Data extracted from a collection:
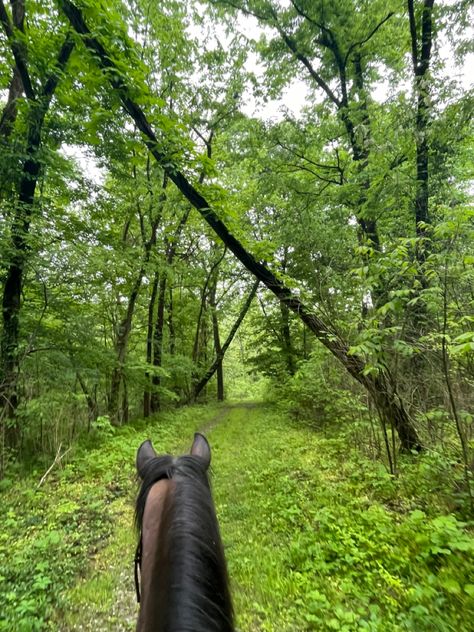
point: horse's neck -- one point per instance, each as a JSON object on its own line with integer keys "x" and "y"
{"x": 151, "y": 618}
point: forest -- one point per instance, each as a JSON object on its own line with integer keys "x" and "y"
{"x": 252, "y": 218}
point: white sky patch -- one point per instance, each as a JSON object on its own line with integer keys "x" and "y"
{"x": 86, "y": 162}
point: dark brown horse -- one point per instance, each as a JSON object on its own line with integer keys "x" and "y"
{"x": 184, "y": 583}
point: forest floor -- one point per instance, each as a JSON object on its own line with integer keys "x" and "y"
{"x": 317, "y": 536}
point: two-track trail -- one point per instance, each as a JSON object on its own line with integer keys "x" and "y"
{"x": 317, "y": 537}
{"x": 104, "y": 599}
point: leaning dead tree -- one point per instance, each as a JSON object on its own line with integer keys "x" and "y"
{"x": 381, "y": 387}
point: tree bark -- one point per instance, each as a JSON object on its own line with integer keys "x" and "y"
{"x": 421, "y": 56}
{"x": 217, "y": 340}
{"x": 11, "y": 299}
{"x": 381, "y": 386}
{"x": 157, "y": 338}
{"x": 219, "y": 357}
{"x": 149, "y": 345}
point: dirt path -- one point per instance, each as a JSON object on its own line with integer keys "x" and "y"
{"x": 106, "y": 596}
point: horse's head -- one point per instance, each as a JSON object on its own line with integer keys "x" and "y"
{"x": 146, "y": 452}
{"x": 183, "y": 571}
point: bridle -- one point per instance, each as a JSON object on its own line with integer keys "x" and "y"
{"x": 138, "y": 565}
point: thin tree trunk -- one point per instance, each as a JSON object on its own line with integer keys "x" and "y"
{"x": 157, "y": 338}
{"x": 219, "y": 358}
{"x": 421, "y": 62}
{"x": 149, "y": 345}
{"x": 90, "y": 400}
{"x": 381, "y": 386}
{"x": 158, "y": 345}
{"x": 12, "y": 290}
{"x": 217, "y": 340}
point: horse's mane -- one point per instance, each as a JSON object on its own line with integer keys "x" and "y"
{"x": 190, "y": 549}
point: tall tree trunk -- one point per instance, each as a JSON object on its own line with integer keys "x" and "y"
{"x": 91, "y": 399}
{"x": 12, "y": 290}
{"x": 381, "y": 386}
{"x": 158, "y": 345}
{"x": 217, "y": 340}
{"x": 149, "y": 345}
{"x": 285, "y": 336}
{"x": 421, "y": 55}
{"x": 219, "y": 358}
{"x": 157, "y": 338}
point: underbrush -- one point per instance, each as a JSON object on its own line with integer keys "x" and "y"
{"x": 50, "y": 533}
{"x": 319, "y": 537}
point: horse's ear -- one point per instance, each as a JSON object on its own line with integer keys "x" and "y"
{"x": 144, "y": 453}
{"x": 201, "y": 448}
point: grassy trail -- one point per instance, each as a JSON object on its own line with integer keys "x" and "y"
{"x": 316, "y": 537}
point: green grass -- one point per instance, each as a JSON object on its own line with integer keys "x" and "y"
{"x": 317, "y": 537}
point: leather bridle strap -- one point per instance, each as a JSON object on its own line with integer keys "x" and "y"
{"x": 138, "y": 564}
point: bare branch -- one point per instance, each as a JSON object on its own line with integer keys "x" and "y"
{"x": 18, "y": 52}
{"x": 369, "y": 36}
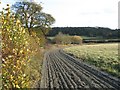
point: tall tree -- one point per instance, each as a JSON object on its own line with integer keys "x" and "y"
{"x": 31, "y": 15}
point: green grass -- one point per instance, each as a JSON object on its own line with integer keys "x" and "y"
{"x": 103, "y": 56}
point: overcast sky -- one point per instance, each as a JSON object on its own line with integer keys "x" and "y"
{"x": 80, "y": 13}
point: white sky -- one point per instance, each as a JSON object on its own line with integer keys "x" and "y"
{"x": 80, "y": 13}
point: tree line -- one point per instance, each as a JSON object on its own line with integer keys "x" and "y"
{"x": 86, "y": 31}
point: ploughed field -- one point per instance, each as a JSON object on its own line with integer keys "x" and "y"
{"x": 103, "y": 56}
{"x": 62, "y": 71}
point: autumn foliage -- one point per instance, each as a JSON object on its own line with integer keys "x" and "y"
{"x": 17, "y": 50}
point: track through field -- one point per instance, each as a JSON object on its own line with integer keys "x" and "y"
{"x": 62, "y": 71}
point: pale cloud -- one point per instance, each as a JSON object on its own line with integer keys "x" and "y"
{"x": 102, "y": 13}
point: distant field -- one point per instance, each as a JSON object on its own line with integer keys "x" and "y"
{"x": 104, "y": 56}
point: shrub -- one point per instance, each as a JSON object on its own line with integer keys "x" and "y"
{"x": 18, "y": 48}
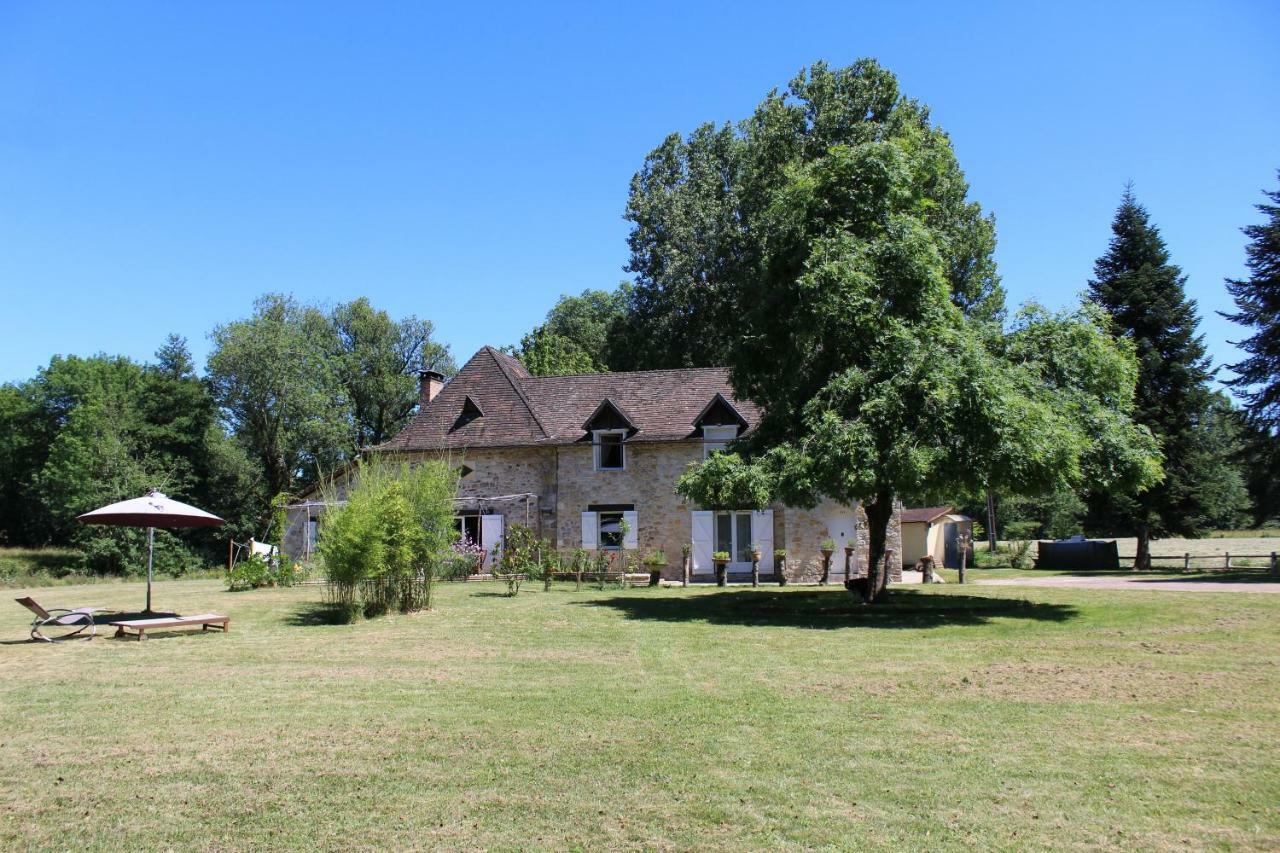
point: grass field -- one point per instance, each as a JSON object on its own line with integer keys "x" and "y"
{"x": 951, "y": 717}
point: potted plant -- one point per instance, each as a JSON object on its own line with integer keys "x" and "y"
{"x": 827, "y": 547}
{"x": 656, "y": 561}
{"x": 721, "y": 560}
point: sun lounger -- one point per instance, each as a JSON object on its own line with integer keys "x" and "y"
{"x": 140, "y": 626}
{"x": 60, "y": 617}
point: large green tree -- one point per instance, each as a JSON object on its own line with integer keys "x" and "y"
{"x": 584, "y": 333}
{"x": 1143, "y": 292}
{"x": 700, "y": 208}
{"x": 876, "y": 372}
{"x": 1257, "y": 377}
{"x": 86, "y": 432}
{"x": 1257, "y": 300}
{"x": 376, "y": 360}
{"x": 278, "y": 386}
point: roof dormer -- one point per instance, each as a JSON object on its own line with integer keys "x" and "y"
{"x": 470, "y": 411}
{"x": 609, "y": 416}
{"x": 720, "y": 413}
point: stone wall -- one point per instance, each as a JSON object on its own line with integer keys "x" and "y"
{"x": 511, "y": 470}
{"x": 803, "y": 530}
{"x": 566, "y": 483}
{"x": 648, "y": 483}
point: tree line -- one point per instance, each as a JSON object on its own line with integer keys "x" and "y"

• TASK REQUIREMENTS: Return every entry above word for word, leaving pictures out.

• RESULT:
point: horse's neck -- one point per instance, each as a JSON object on its own line with integer keys "x" and "y"
{"x": 151, "y": 618}
point: forest -- one point per instance, each as a JSON object on its own line with integer keys "x" and "y"
{"x": 252, "y": 218}
point: white sky patch -- one point per instance, each as a JSON object on its own line with integer keys "x" and "y"
{"x": 86, "y": 162}
point: dark brown horse -- one point per instance, each as a JSON object on its own line with integer keys "x" and "y"
{"x": 184, "y": 583}
point: forest floor -- one point per instance, each as a JSON object on its own line with integer keys "x" and "y"
{"x": 317, "y": 536}
point: two-track trail -- one point per instance, each as a JSON object on its own line with integer keys "x" and "y"
{"x": 317, "y": 537}
{"x": 104, "y": 599}
point: leaning dead tree -- one point per instance, each as a JSON object on its own line with integer keys "x" and "y"
{"x": 381, "y": 387}
point: tree bark -- one point per instance, each as a JSON object on its own line with integer keys "x" and "y"
{"x": 421, "y": 56}
{"x": 217, "y": 340}
{"x": 11, "y": 299}
{"x": 381, "y": 386}
{"x": 157, "y": 338}
{"x": 219, "y": 357}
{"x": 149, "y": 345}
point: dirt path -- one point per instance, each as a JSON object on its own line with integer keys "x" and "y"
{"x": 106, "y": 596}
point: horse's head -- one point per instance, each as a JSON object on its own line with integer keys "x" and "y"
{"x": 146, "y": 452}
{"x": 183, "y": 571}
point: bridle -- one point per instance, each as a JSON object on its own line with integer keys "x" and "y"
{"x": 138, "y": 565}
point: thin tree trunk -- one point per instance, each as a JSON object on its own line with integer keys "x" and "y"
{"x": 157, "y": 338}
{"x": 219, "y": 358}
{"x": 421, "y": 62}
{"x": 149, "y": 345}
{"x": 90, "y": 400}
{"x": 381, "y": 386}
{"x": 158, "y": 345}
{"x": 12, "y": 290}
{"x": 217, "y": 340}
point: horse's mane -- one point per instance, each as a JSON object on its own line with integer keys "x" and "y"
{"x": 190, "y": 549}
point: tall tree trunk -- one point per instance, each as a JSON object on its own line with integer keys "x" and "y"
{"x": 91, "y": 399}
{"x": 12, "y": 290}
{"x": 381, "y": 386}
{"x": 158, "y": 345}
{"x": 217, "y": 340}
{"x": 149, "y": 345}
{"x": 285, "y": 336}
{"x": 421, "y": 55}
{"x": 219, "y": 358}
{"x": 157, "y": 338}
point: underbrush -- one point per instance, each as a JSON object on its own line with integer keys "x" and "y"
{"x": 50, "y": 533}
{"x": 319, "y": 537}
point: horse's ear -- one point per instance, each as a JSON object on its own line with integer keys "x" and "y"
{"x": 144, "y": 453}
{"x": 201, "y": 448}
point: grassy trail -- one point per instance, each as a JSON object on its own line with integer keys "x" and "y"
{"x": 316, "y": 537}
point: green grass -- one point per instance, each as a JSON object on its own line with integer keys "x" and "y"
{"x": 317, "y": 537}
point: leather bridle strap -- one point per instance, each as a JSON object on its own line with integer keys "x" and "y"
{"x": 138, "y": 564}
point: bare branch -- one point per instance, each as a JSON object on its own line with integer keys "x" and "y"
{"x": 18, "y": 52}
{"x": 369, "y": 36}
point: tall tree -- one point per instance, each as a JSON object on its own line with integer keys "x" and "y"
{"x": 31, "y": 15}
point: green grass -- one point per instance, each as a JSON object on its own line with integer keys "x" and "y"
{"x": 103, "y": 56}
point: overcast sky -- one point per instance, each as a JSON object on its own line with integer keys "x" and "y"
{"x": 80, "y": 13}
point: white sky -- one point per instance, each as a JSON object on its own line with integer keys "x" and "y"
{"x": 80, "y": 13}
point: tree line -- one point per instance, each as a JSON object on its own line with integer keys "x" and "y"
{"x": 86, "y": 31}
point: ploughed field -- one point per instance, each as a JSON object on its own line with integer keys "x" and "y"
{"x": 103, "y": 56}
{"x": 62, "y": 71}
point: autumn foliage -- one point per instance, each as a JSON object on its own line with integer keys "x" and "y"
{"x": 17, "y": 50}
point: track through field -- one point per instance, each as a JSON object on its own line with integer keys "x" and "y"
{"x": 62, "y": 71}
point: pale cloud -- one point per instance, each as a JSON object on its own line with integer keys "x" and "y"
{"x": 102, "y": 13}
point: distant field -- one point per instance, each as a JSON object on its own line with integer keys "x" and "y"
{"x": 104, "y": 56}
point: shrub -- one point per instance, each as a JSON object on its own line with integer keys "x" and "y"
{"x": 18, "y": 48}
point: grass field -- one point per instance, each as a JSON object on its own line with integer keys "x" and "y"
{"x": 951, "y": 717}
point: potted plant -- one point per instance, each as a JSON object on its own line with integer keys "x" and "y"
{"x": 827, "y": 547}
{"x": 656, "y": 561}
{"x": 721, "y": 560}
point: sun lounger -- one point per instance, each as a JSON object on its own line with integer keys "x" and "y"
{"x": 140, "y": 626}
{"x": 60, "y": 617}
point: large green tree -- one point per instance, each as a JSON object on its own line with integer keys "x" and "y"
{"x": 584, "y": 333}
{"x": 1143, "y": 292}
{"x": 700, "y": 208}
{"x": 876, "y": 372}
{"x": 1257, "y": 377}
{"x": 86, "y": 432}
{"x": 1257, "y": 300}
{"x": 376, "y": 360}
{"x": 278, "y": 386}
point: roof dormer -- one point per instance, each as a JSON object on its own line with integer keys "x" and "y"
{"x": 470, "y": 411}
{"x": 609, "y": 416}
{"x": 720, "y": 413}
point: stone wall -- one point per instance, each as a JSON object on its own line with integer keys "x" and "y"
{"x": 511, "y": 470}
{"x": 803, "y": 530}
{"x": 566, "y": 483}
{"x": 648, "y": 483}
point: tree line -- one point per instance, each as a JSON object on its own line with integer keys "x" and "y"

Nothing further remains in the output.